Exercise goal: Nothing but the lines from the one containing "Need: x and y for each instance of the dark" through the end of the data should be output, each reproduced exactly.

Information supplied:
┏━━
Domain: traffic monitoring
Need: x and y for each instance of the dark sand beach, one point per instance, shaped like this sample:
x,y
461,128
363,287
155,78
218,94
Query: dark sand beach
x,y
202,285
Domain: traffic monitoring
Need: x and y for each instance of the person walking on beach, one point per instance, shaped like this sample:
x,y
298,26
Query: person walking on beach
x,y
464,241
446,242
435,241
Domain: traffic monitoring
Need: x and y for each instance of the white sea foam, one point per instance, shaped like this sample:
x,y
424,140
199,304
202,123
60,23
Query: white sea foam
┗━━
Reply to the exercise:
Need: x and y for each instance of the dark sand beach, one point per instance, shaped like this sample:
x,y
461,128
363,287
155,78
218,94
Query: dark sand beach
x,y
202,285
Domain: traffic monitoring
Need: x and y for each instance of the person walking on beach, one point per instance, shaped like this sample:
x,y
298,26
Query: person walking on beach
x,y
464,241
446,242
435,241
Domain: traffic monitoring
Need: x and y for each instance of the white sea foam, one point per instance, shaped like this sample:
x,y
424,140
199,304
202,123
60,23
Query: white sea foam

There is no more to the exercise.